Microsoft co-founder and philanthropist Paul G. Allen has died of complications from non-Hodgkin's lymphoma at the age of 65.
Born in 1953, Allen met Bill Gates at Seattle's Lakeside School, where they got their start in computing working on a school Teletype terminal. After two years at Washington State University, Allen dropped out to work as a programmer in Boston and soon persuaded Gates to leave Harvard University and launch the company Allen named Microsoft. He was first diagnosed with Hodgkin's lymphoma in 1982 and, with his relationship with Gates deteriorating, resigned from Microsoft in 1983 while remaining on the company's board. He was first treated for his non-Hodgkin's lymphoma in 2009 and had been in remission until recently.
Through Vulcan, Inc., which he founded with his sister, Jody, to manage his business and philanthropic affairs, and the Paul G. Allen Family Foundation, Allen leaves a legacy of giving to an impressive variety of philanthropic causes, including artificial intelligence, brain research, and cell science; wildlife and marine conservation; the arts and higher education; homelessness in Seattle; and emergency responses to Ebola and Zika outbreaks. He launched the Allen Institute for Brain Science in 2003 with seed funding of $100 million and in 2016 launched the Paul G. Allen Frontiers Group, a ten-year, $100 million effort focused on exploring the landscape of bioscience and ideas at the frontiers of knowledge. Earlier this year, Allen committed $125 million in support of the Allen Institute for Artificial Intelligence (AI2) and Project Alexandria, a new research initiative focused on common sense AI. His foundation also committed $30 million in support of a project to develop a permanent supportive housing community in Seattle that serves as a resource hub for local families experiencing homelessness.

:: INFORMATION PROVIDED ::
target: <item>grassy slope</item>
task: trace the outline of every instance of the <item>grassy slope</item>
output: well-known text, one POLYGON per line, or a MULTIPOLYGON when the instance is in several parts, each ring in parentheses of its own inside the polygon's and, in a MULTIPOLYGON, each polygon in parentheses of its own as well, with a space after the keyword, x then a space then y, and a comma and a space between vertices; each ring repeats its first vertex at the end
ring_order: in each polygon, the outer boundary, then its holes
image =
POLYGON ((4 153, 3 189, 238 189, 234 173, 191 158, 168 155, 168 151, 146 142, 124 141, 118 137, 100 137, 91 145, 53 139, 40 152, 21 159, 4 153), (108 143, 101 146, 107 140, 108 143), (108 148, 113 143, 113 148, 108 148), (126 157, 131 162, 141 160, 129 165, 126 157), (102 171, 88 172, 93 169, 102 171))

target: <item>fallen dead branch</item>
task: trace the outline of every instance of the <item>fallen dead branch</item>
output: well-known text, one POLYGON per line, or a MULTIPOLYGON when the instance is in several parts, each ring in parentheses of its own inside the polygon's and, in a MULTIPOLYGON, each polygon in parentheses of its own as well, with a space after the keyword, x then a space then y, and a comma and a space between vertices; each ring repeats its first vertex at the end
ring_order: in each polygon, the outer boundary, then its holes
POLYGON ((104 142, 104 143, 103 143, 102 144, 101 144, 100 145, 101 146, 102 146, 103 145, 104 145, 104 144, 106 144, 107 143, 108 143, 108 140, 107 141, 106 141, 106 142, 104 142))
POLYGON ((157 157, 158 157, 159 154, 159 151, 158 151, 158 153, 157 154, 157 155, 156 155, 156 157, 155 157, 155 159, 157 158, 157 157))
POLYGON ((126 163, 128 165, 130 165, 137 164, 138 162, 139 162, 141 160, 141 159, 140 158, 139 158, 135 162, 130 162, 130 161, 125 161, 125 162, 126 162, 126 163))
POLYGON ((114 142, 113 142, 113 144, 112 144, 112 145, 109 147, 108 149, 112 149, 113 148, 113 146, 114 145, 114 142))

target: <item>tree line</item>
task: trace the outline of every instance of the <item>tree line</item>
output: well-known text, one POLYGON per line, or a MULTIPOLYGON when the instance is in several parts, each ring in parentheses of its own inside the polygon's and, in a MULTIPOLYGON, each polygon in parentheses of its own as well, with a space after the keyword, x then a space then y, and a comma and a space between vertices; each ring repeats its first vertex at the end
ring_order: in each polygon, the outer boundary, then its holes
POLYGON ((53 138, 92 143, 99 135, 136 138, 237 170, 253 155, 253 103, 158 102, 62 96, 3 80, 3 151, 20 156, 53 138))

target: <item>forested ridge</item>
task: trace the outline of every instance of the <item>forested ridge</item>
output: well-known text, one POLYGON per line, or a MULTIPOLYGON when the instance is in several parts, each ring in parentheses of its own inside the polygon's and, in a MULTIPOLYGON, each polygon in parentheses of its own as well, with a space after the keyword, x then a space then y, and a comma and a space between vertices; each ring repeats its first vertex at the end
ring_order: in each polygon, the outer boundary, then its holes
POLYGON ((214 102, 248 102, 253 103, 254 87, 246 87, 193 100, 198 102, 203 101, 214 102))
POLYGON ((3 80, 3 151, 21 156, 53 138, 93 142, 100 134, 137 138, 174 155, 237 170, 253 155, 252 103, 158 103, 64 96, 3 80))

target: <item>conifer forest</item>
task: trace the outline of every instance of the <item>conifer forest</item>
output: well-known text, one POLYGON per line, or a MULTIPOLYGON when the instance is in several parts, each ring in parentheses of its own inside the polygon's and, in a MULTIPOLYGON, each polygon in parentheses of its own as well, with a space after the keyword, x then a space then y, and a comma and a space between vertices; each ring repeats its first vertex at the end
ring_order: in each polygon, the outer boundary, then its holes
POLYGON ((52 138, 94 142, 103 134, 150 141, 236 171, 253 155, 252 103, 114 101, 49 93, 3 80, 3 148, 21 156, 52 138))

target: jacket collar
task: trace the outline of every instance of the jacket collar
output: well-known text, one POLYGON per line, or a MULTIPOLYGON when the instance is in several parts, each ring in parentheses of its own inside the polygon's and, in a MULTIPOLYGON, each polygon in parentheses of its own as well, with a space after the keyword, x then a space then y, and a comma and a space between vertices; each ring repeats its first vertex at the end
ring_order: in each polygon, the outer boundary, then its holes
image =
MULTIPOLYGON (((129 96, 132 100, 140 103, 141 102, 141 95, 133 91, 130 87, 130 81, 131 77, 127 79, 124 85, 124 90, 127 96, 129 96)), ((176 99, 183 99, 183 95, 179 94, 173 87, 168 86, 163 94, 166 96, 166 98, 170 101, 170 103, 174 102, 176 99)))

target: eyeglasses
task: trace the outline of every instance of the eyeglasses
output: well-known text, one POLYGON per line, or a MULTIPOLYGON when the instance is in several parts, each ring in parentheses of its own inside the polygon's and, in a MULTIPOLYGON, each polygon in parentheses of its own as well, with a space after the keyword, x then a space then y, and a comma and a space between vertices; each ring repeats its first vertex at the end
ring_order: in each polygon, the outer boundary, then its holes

:: PROBLEM REQUIREMENTS ::
Extract the portion of the article on Paul G. Allen's death from "Born in 1953, Allen" up to and including "remission until recently.". The data comes from a source unrelated to the text.

:: THE COMPLETED TASK ::
Born in 1953, Allen met Bill Gates at Seattle's Lakeside School, where they got their start in computing working on a school Teletype terminal. After two years at Washington State University, Allen dropped out to work as a programmer in Boston and soon persuaded Gates to leave Harvard University and launch the company Allen named Microsoft. He was first diagnosed with Hodgkin's lymphoma in 1982 and, with his relationship with Gates deteriorating, resigned from Microsoft in 1983 while remaining on the company's board. He was first treated for his non-Hodgkin's lymphoma in 2009 and had been in remission until recently.